## The task
Count how many lines of the entries below contain the string "mirror", with uppercase and lowercase treated as different, and reply with that number alone.
___ Data provided ___
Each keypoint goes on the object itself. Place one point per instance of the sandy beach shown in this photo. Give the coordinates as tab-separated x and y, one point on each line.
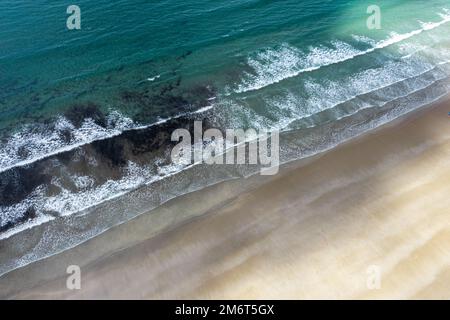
379	203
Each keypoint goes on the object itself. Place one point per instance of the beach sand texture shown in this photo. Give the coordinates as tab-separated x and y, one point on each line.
380	202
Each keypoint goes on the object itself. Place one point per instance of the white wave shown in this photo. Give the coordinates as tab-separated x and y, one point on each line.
40	144
151	79
273	66
32	144
67	203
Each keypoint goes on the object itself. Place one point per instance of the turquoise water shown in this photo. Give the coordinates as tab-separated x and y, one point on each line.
312	69
45	67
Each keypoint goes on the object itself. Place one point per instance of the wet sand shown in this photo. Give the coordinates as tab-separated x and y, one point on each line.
377	207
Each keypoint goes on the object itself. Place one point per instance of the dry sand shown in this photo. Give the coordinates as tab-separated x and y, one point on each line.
320	230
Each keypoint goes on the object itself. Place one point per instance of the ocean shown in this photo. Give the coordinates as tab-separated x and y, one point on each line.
87	115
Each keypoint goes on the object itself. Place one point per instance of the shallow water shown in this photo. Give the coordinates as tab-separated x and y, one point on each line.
86	115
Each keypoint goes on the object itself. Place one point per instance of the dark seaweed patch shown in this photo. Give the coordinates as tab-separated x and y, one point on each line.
17	184
28	215
79	112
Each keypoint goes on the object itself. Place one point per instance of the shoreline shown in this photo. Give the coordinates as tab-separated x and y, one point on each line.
105	256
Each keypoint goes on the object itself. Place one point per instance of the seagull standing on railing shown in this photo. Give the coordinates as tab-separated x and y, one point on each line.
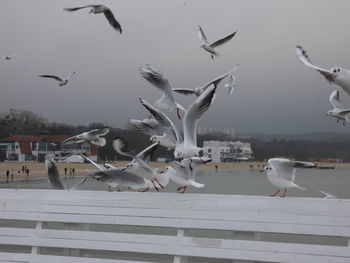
98	9
338	110
337	75
210	47
61	82
281	173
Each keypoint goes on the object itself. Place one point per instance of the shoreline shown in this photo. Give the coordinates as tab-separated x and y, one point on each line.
38	170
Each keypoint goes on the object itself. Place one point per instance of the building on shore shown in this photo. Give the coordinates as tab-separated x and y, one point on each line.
227	151
30	148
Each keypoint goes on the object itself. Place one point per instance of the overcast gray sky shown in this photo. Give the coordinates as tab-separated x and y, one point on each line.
276	93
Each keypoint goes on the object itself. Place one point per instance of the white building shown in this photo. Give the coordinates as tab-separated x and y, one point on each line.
29	148
222	152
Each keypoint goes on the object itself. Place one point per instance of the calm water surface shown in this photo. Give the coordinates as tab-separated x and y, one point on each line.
336	182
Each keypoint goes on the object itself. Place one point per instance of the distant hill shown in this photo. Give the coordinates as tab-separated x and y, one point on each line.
313	136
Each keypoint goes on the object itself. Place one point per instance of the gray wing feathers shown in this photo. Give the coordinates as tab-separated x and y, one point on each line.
223	40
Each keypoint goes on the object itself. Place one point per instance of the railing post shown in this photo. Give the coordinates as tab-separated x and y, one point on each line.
180	259
35	249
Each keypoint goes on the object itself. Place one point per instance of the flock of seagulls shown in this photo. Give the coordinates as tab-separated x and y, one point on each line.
137	174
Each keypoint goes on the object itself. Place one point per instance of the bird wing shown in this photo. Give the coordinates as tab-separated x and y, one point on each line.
101	168
202	35
184	91
76	186
284	168
71	74
223	40
344	112
51	77
73	139
334	99
194	114
148	127
112	21
72	9
147	153
99	132
304	58
120	146
162	119
217	80
157	79
299	164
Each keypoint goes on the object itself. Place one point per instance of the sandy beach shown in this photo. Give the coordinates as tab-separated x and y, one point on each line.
37	170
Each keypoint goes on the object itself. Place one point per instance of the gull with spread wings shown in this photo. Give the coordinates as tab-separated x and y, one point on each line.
210	47
337	75
98	9
185	146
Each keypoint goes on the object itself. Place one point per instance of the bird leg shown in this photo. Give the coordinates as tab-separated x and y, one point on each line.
159	183
182	187
178	113
190	164
155	187
274	194
284	193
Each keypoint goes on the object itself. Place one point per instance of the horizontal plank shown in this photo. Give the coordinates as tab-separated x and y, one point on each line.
178	213
79	236
307	206
183	223
22	257
197	247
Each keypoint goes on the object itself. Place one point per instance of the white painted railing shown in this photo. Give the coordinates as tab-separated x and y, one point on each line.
111	227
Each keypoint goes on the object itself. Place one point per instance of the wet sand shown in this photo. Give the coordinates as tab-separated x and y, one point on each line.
37	170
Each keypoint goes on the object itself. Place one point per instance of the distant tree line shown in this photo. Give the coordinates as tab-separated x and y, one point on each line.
23	122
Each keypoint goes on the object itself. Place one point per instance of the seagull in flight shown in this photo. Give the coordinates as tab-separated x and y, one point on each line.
55	178
139	164
9	57
93	136
61	82
281	173
186	147
160	81
98	9
210	47
338	110
185	172
337	75
199	90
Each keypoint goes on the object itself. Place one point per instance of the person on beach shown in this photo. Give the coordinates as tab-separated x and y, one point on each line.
7	175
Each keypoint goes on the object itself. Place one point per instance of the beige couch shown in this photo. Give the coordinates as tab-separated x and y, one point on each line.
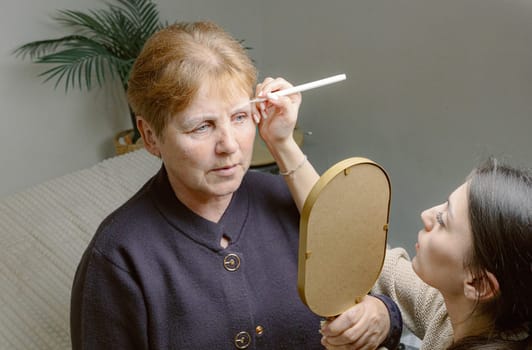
43	232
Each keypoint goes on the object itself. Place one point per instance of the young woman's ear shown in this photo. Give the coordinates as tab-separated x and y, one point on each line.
481	288
148	137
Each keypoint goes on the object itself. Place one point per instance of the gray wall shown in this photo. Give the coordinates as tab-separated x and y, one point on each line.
433	87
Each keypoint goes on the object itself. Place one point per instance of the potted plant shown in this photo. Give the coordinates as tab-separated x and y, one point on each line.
103	45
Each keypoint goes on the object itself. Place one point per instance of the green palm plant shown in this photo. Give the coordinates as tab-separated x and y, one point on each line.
102	46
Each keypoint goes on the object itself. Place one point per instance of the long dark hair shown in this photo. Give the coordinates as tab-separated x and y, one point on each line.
500	216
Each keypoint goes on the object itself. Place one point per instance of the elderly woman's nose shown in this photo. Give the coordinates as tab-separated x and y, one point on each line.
428	219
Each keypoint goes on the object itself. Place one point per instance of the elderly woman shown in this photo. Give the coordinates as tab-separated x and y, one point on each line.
204	256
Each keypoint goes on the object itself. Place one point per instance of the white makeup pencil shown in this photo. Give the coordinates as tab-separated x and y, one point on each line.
302	87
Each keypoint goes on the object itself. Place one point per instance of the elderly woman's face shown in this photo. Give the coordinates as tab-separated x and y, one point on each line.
444	243
207	148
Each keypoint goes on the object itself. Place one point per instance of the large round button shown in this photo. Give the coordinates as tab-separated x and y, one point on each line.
231	262
242	340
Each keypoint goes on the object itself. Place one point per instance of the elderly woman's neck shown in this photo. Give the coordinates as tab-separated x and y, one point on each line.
466	318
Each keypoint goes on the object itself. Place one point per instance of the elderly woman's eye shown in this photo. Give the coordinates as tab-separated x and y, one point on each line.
240	117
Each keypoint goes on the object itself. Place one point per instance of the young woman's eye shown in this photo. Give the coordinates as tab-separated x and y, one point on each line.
439	218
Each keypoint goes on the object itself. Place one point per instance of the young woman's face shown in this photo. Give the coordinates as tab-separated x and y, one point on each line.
207	148
444	243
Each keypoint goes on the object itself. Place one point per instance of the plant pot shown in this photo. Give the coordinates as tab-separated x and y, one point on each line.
123	142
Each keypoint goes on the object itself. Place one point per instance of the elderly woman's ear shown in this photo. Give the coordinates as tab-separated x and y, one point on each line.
149	136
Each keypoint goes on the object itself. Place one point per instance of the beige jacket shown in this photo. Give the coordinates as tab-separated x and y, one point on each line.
422	306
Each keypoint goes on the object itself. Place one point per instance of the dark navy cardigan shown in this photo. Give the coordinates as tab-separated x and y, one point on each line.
155	277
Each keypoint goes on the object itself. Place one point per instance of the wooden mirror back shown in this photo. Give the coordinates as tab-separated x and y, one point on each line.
343	231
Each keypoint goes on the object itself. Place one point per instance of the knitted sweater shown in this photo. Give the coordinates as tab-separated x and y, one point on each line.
422	306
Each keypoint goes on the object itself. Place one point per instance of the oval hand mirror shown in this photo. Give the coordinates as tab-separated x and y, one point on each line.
343	229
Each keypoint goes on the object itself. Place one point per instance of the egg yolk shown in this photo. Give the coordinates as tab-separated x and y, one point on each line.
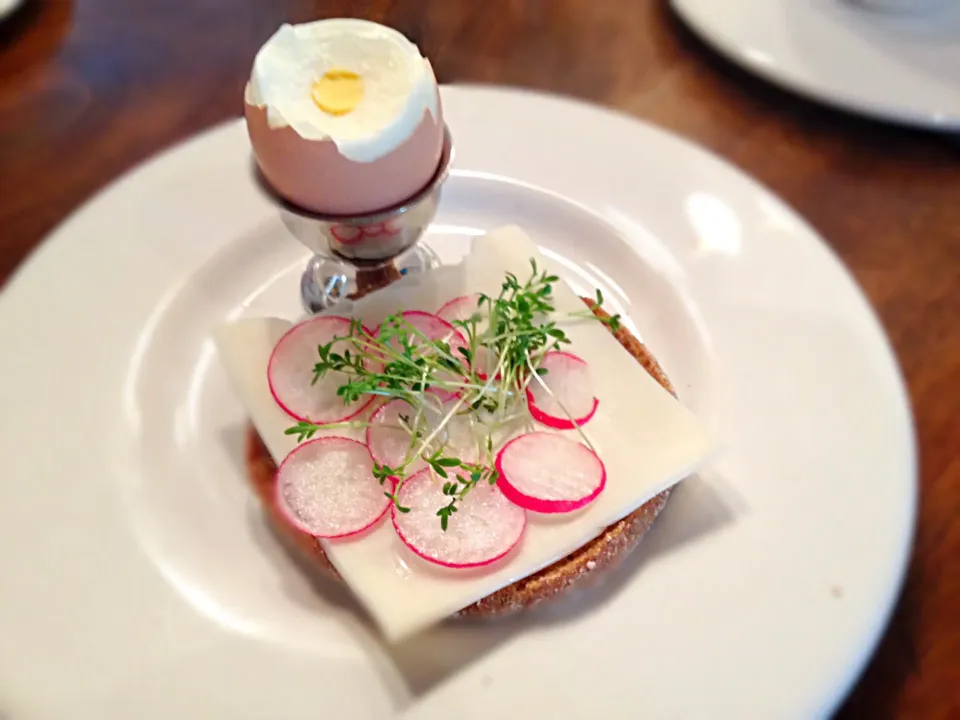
___
## Answer to this exercise
2